> **Brief**: Only an exact repetition of the entries counts as an answer.

Supplied material section start

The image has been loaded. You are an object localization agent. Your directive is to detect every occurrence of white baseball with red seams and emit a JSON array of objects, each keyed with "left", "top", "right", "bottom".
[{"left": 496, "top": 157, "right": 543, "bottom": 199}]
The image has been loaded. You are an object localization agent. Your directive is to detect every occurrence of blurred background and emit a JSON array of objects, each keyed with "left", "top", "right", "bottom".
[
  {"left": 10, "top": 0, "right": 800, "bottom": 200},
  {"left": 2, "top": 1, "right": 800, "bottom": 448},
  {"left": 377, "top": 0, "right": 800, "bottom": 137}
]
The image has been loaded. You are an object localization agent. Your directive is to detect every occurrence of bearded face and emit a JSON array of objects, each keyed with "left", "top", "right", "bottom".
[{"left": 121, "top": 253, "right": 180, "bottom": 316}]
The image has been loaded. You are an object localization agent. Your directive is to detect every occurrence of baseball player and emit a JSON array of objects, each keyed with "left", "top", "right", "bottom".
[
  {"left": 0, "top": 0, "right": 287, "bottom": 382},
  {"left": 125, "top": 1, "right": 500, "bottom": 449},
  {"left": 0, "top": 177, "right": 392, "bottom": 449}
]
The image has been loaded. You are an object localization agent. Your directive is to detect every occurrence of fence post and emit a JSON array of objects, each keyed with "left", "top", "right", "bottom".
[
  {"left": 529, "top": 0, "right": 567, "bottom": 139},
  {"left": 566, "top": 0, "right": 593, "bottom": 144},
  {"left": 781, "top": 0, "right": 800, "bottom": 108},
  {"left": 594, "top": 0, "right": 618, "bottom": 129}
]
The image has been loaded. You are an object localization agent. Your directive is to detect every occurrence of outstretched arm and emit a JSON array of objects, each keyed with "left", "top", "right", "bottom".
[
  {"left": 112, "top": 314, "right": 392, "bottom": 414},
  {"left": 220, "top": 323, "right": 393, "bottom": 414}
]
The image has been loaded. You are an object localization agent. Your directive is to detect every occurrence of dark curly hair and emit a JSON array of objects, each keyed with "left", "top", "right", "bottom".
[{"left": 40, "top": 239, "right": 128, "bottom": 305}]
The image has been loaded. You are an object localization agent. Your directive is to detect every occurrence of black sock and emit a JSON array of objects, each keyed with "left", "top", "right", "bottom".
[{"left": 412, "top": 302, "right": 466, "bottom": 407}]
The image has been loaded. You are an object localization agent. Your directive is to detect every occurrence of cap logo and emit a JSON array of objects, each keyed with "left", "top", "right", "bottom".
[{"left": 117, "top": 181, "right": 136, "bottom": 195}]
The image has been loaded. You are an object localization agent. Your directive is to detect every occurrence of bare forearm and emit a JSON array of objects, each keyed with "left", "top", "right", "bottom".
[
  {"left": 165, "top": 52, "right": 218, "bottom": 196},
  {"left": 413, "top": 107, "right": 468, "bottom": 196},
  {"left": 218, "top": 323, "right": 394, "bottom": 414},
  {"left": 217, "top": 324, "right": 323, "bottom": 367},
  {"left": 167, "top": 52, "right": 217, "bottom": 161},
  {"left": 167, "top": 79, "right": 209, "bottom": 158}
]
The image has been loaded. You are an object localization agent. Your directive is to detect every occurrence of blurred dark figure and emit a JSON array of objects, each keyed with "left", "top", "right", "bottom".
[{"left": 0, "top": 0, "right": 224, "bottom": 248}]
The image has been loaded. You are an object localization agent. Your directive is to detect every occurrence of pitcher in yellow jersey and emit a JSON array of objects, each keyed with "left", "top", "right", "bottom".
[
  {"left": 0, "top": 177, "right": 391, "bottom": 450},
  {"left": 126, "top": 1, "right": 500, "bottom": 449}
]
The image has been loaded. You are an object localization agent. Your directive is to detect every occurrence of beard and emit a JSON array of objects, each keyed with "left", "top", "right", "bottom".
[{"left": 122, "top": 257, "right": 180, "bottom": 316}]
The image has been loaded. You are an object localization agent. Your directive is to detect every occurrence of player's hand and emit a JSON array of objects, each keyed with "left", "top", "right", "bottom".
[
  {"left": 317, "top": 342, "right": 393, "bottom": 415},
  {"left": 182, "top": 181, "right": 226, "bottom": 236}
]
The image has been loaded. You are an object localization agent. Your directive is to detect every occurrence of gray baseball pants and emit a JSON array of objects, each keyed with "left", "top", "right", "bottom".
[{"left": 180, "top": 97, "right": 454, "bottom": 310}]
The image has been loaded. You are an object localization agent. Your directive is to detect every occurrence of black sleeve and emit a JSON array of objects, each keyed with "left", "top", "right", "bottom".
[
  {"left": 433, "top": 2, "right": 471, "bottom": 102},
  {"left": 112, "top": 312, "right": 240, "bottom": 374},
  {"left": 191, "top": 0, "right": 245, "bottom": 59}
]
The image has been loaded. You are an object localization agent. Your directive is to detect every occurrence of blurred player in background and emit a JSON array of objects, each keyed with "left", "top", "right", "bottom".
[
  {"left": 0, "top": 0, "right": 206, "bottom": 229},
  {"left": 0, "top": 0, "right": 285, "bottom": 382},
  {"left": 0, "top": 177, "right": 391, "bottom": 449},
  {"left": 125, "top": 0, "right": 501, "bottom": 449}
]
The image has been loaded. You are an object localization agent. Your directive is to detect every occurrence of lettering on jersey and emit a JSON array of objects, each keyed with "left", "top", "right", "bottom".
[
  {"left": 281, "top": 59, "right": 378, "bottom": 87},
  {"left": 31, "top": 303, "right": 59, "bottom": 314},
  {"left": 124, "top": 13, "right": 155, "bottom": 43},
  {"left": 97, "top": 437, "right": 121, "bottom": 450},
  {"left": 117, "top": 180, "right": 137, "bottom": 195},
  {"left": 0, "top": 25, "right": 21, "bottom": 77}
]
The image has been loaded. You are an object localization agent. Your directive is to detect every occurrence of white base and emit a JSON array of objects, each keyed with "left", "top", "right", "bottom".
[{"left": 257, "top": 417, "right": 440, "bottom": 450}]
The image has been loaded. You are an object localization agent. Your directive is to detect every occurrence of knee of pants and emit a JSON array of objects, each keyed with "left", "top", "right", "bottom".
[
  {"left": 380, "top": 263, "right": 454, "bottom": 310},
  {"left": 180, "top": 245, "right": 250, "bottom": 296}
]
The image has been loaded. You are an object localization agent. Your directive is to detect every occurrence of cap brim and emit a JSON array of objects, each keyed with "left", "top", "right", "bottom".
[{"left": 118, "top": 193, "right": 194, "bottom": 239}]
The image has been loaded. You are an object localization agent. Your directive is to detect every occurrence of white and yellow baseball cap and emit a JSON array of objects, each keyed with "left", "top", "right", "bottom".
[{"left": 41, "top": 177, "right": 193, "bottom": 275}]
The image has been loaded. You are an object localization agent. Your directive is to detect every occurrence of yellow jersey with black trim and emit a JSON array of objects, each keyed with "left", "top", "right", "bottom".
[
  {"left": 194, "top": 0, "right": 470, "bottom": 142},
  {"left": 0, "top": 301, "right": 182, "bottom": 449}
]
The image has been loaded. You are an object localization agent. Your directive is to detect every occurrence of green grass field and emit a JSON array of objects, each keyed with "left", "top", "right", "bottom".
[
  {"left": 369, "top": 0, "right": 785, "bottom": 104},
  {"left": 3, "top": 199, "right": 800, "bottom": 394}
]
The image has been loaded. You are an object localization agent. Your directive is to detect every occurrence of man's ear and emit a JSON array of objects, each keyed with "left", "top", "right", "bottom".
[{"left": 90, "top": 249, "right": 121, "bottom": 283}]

Supplied material section end

> **Answer to the problem**:
The image has been loaded. You are an object localization agent. Your directive is to detect every occurrence of white baseball with red seams and emit a JSON array of objects, each keyed with "left", "top", "right", "bottom".
[{"left": 496, "top": 157, "right": 543, "bottom": 199}]
The image has been loaded. You are an object localization agent. Your directive is to detect every occurrence of blurred background and emit a JSON array of objects, each keyed with "left", "top", "right", "bottom".
[
  {"left": 10, "top": 0, "right": 800, "bottom": 200},
  {"left": 2, "top": 1, "right": 800, "bottom": 448},
  {"left": 377, "top": 0, "right": 800, "bottom": 137}
]
The image has been loaded. You are an object localization agent. Your directive is to detect every occurrence of bearded face and emit a JSON array of objects, each keyed with "left", "top", "right", "bottom".
[{"left": 121, "top": 253, "right": 180, "bottom": 316}]
The image has been loaded. You are an object localization agent. Your directive is to detect every occurrence of baseball player and emit a JSON array of objects, each keyed with "left", "top", "right", "bottom".
[
  {"left": 0, "top": 0, "right": 287, "bottom": 382},
  {"left": 125, "top": 1, "right": 500, "bottom": 449},
  {"left": 0, "top": 177, "right": 392, "bottom": 449}
]
The image has been loaded. You are an object localization agent. Your directive is to detect every occurrence of fence post and emit a JSON array of objects, each keyed with "left", "top", "right", "bottom".
[
  {"left": 529, "top": 0, "right": 567, "bottom": 139},
  {"left": 566, "top": 0, "right": 593, "bottom": 144},
  {"left": 781, "top": 0, "right": 800, "bottom": 108},
  {"left": 594, "top": 0, "right": 618, "bottom": 129}
]
The image has been loaded. You are an object localization agent. Your directive is to detect every occurrence of outstretched arm and emit a JSON array of objects, each keyed with "left", "top", "right", "bottom".
[
  {"left": 112, "top": 314, "right": 392, "bottom": 414},
  {"left": 220, "top": 323, "right": 393, "bottom": 414}
]
The image has been loaded. You are an object localization agent. Your directive is to detect every occurrence of dark curly hair and emit a JSON array of objects, each keyed with "left", "top", "right", "bottom".
[{"left": 40, "top": 239, "right": 128, "bottom": 305}]
The image has been loaded. You are an object localization agent. Your directive is to detect every occurrence of black sock and emit a JSON array of objects, each keyed with "left", "top", "right", "bottom".
[{"left": 412, "top": 302, "right": 466, "bottom": 407}]
The image has been loaded. You are an object localization agent. Your directive is to detect every occurrence of cap logo and emit a JSON array of objects, each keyed with "left", "top", "right", "bottom".
[{"left": 117, "top": 181, "right": 136, "bottom": 195}]
The image has been loaded. You are an object localization agent. Your directive is to detect every occurrence of bare forearm and emit a JSON array of objects, each keyed with "left", "top", "right", "bottom".
[
  {"left": 165, "top": 52, "right": 218, "bottom": 196},
  {"left": 413, "top": 107, "right": 468, "bottom": 196},
  {"left": 218, "top": 323, "right": 394, "bottom": 414},
  {"left": 217, "top": 324, "right": 323, "bottom": 367},
  {"left": 167, "top": 52, "right": 217, "bottom": 161},
  {"left": 167, "top": 79, "right": 209, "bottom": 158}
]
The image has been loaded. You are an object localization agent. Your directive is to detect every occurrence of blurred dark figure and emit a JSON array of objects, each keyed with "left", "top", "right", "bottom".
[{"left": 0, "top": 0, "right": 224, "bottom": 248}]
The image has been loaded. You are an object localization agent. Your directive is to detect every occurrence of pitcher in yellow jersey and emit a JSON array of objects, each keyed with "left", "top", "right", "bottom".
[
  {"left": 0, "top": 177, "right": 391, "bottom": 450},
  {"left": 126, "top": 1, "right": 500, "bottom": 449}
]
The image has been loaded. You are an object localization agent. Your directive is to detect every occurrence of beard and emit a JSON array of objects, each keyed with "left", "top", "right", "bottom".
[{"left": 122, "top": 257, "right": 180, "bottom": 316}]
The image has been loaded. You are an object localization agent. Your directive is to detect every occurrence of player's hand and emit a JSON array of objects, each keyed with "left", "top", "right", "bottom".
[
  {"left": 317, "top": 342, "right": 393, "bottom": 415},
  {"left": 182, "top": 181, "right": 226, "bottom": 236}
]
The image has been loaded. You are an object localization agent. Your directive is to detect every occurrence of gray baseball pants and emit a JSON array of objects, each keyed with "left", "top", "right", "bottom".
[{"left": 180, "top": 97, "right": 454, "bottom": 310}]
The image has been loaded. You are an object localization agent. Your directive is to detect every occurrence of black sleeve and emit a JSON array of objects, each keyed with "left", "top", "right", "bottom".
[
  {"left": 433, "top": 2, "right": 471, "bottom": 102},
  {"left": 112, "top": 312, "right": 240, "bottom": 374},
  {"left": 191, "top": 0, "right": 245, "bottom": 59}
]
The image has been loaded. You are an object localization agent. Your directive is to detect every occurrence of blurred player in background and emit a JSON array of objects, each keyed with "left", "top", "right", "bottom".
[
  {"left": 0, "top": 0, "right": 206, "bottom": 229},
  {"left": 0, "top": 0, "right": 285, "bottom": 382},
  {"left": 0, "top": 177, "right": 391, "bottom": 449},
  {"left": 125, "top": 0, "right": 501, "bottom": 449}
]
The image has been loaded. You are an object localization agent. Your directive is to detect every occurrence of lettering on jersey and emit a JSON array of objects, each keyed with "left", "top", "right", "bottom".
[
  {"left": 281, "top": 59, "right": 378, "bottom": 87},
  {"left": 31, "top": 303, "right": 59, "bottom": 314},
  {"left": 124, "top": 13, "right": 155, "bottom": 43},
  {"left": 97, "top": 437, "right": 121, "bottom": 450},
  {"left": 117, "top": 180, "right": 137, "bottom": 195},
  {"left": 0, "top": 25, "right": 21, "bottom": 77}
]
The image has been loaded. You are an object localization agent. Your directive is to detect every occurrence of white base and emit a JSON array of objects, each keyed with "left", "top", "right", "bottom".
[{"left": 257, "top": 417, "right": 440, "bottom": 450}]
The image has been loaded. You are an object localization agent. Your directive is to detect every occurrence of knee of pants and emit a JSON array of objects, each keyed with "left", "top", "right", "bottom".
[
  {"left": 380, "top": 263, "right": 454, "bottom": 310},
  {"left": 180, "top": 245, "right": 250, "bottom": 296}
]
The image has been loaded. You are an object localization agent. Your directive is to detect every occurrence of cap brim and emit a JSON array of objects, each keyed with "left", "top", "right", "bottom".
[{"left": 118, "top": 193, "right": 194, "bottom": 239}]
The image has been loaded. You are an object localization agent. Your directive is to detect every occurrence of white and yellow baseball cap and emit a JSON array of objects, each keyed with "left", "top", "right", "bottom".
[{"left": 41, "top": 177, "right": 193, "bottom": 275}]
The image has been loaded. You are an object localization agent. Your directive is to detect every occurrence of yellow jersey with black trim and emit a JSON array of objects, each keyed with "left", "top", "right", "bottom".
[
  {"left": 194, "top": 0, "right": 470, "bottom": 142},
  {"left": 0, "top": 301, "right": 182, "bottom": 449}
]
The image has been loaded. You are an object localization agent. Your directive is to detect every occurrence of green grass field and emit a JSON array of objects, each keyed with "left", "top", "right", "bottom".
[
  {"left": 369, "top": 0, "right": 785, "bottom": 104},
  {"left": 3, "top": 199, "right": 800, "bottom": 394}
]
The image has been loaded. You are an object localization agent. Your directive is to detect every occurrence of man's ear and emit a JSON array of objects, each keyed with "left", "top", "right", "bottom".
[{"left": 90, "top": 249, "right": 121, "bottom": 283}]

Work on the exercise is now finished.